• _THE PROBLEM_: Please list the sources that the BLSAR passage below says the organization relies on to cover its annual operating costs.

=== PROVIDED PASSAGE ===

The team maintains its own incident control vehicle (ICU), incident support vehicle (ISU), Water Rescue Unit (WRU) and a range of specialist equipment for rescue, medical support, and scene management. Specialist units include water search and rescue teams, equipped with rescue boats, side-scan sonar, and underwater cameras, Drone Teams with high resolution thermal imaging drones.

BLSAR is a registered charitable incorporated organisation (CIO) staffed entirely by trained volunteers. It receives no statutory funding, relying on donations, grants, and fundraising to cover its annual operating costs - typically between £40,000 and £45,000. In 2025, BLSAR recorded 43 operational deployments and over 14,000 volunteer hours supporting Thames Valley Police and Royal Berkshire Fire & Rescue Service. They are increasingly being utilised by RBFRS using their Thermal Imaging Drones to support large fire incidents

In addition to search and rescue operations, BLSAR works closely with local authorities and the Thames Valley Local Resilience Forum (LRF) during severe weather events and civil emergencies. The team assists with evacuations, provides logistical and welfare support at rest centres, and helps maintain transport and communications links when conventional routes are disrupted (e.g., during flooding, snow, or storms).

=== MATERIAL PROVIDED ===

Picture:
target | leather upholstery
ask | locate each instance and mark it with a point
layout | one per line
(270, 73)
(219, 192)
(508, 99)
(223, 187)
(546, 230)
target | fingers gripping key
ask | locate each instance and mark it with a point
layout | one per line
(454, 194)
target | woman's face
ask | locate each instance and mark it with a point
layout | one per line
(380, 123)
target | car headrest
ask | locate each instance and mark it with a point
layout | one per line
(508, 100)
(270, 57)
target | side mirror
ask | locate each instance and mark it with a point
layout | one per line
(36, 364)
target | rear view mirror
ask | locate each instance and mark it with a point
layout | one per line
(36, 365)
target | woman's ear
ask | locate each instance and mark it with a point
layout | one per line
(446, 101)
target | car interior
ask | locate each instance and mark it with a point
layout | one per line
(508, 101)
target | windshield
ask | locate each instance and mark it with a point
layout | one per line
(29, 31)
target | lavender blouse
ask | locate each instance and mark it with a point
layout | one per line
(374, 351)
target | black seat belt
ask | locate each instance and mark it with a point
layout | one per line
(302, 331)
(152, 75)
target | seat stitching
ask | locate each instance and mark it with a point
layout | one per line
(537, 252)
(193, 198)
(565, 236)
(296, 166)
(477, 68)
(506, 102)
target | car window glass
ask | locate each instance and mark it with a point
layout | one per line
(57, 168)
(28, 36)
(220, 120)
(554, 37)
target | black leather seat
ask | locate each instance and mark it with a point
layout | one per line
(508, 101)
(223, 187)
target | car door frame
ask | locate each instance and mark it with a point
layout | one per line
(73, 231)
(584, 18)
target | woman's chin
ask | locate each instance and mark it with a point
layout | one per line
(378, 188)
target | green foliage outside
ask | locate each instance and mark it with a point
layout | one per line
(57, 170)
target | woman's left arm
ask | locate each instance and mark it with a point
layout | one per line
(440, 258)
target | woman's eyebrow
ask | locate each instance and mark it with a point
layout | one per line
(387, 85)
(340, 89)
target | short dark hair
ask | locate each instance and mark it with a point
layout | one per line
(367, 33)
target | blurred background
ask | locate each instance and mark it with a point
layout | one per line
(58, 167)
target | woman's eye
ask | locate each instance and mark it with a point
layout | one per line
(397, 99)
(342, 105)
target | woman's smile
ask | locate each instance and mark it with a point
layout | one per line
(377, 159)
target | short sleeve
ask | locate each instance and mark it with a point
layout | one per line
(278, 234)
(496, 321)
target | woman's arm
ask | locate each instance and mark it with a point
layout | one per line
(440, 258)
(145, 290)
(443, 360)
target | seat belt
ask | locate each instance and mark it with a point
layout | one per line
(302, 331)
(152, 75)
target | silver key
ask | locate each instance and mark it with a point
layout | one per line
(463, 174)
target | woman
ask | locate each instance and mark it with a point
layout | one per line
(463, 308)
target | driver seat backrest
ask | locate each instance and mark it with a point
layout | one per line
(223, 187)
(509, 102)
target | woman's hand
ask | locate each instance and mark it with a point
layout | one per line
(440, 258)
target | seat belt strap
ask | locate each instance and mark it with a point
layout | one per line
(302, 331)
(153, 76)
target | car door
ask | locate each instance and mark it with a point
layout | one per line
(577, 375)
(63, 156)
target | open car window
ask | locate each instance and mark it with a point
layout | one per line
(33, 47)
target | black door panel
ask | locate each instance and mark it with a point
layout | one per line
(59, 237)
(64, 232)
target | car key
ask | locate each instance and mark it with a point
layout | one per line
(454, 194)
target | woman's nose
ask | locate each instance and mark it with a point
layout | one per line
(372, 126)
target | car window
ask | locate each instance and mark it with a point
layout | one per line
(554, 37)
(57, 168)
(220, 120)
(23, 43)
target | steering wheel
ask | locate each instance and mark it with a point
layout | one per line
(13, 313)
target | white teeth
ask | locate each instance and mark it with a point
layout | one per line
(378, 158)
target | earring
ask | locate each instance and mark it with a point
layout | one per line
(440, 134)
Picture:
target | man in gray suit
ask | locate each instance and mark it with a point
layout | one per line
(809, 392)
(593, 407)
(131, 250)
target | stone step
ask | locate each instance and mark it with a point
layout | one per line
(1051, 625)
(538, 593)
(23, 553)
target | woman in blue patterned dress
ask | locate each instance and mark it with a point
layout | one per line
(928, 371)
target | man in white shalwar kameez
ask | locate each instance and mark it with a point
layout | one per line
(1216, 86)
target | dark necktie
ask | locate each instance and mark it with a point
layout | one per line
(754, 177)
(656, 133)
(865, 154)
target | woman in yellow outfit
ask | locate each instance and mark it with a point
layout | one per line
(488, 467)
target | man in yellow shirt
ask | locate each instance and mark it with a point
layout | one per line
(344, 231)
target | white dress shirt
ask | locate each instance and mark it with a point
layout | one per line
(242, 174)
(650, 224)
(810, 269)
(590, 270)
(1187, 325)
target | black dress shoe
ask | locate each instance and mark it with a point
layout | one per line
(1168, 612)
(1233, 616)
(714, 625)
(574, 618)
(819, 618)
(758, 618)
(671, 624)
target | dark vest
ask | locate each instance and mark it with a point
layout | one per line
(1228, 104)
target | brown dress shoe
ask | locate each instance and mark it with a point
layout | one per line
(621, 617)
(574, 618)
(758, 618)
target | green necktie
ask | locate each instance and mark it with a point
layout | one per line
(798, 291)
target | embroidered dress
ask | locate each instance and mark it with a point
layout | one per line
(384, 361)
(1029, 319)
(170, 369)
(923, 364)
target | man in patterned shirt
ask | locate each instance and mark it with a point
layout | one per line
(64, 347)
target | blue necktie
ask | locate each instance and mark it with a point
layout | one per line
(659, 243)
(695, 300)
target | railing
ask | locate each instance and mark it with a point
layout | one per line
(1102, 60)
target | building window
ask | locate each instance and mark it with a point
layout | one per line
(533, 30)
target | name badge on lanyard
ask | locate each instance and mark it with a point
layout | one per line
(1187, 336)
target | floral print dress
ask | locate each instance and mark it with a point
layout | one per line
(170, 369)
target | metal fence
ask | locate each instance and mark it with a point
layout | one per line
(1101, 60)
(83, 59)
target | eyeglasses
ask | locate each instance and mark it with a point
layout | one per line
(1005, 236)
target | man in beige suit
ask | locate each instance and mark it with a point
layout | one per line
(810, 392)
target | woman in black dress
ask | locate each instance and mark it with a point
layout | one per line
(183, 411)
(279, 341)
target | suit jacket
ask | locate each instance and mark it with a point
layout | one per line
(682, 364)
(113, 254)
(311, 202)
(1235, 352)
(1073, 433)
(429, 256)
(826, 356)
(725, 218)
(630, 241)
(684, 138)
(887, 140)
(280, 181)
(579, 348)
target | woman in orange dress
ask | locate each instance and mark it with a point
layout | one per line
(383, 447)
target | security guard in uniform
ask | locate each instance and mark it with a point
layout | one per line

===

• _TASK RESPONSE_: Donations, grants, and fundraising.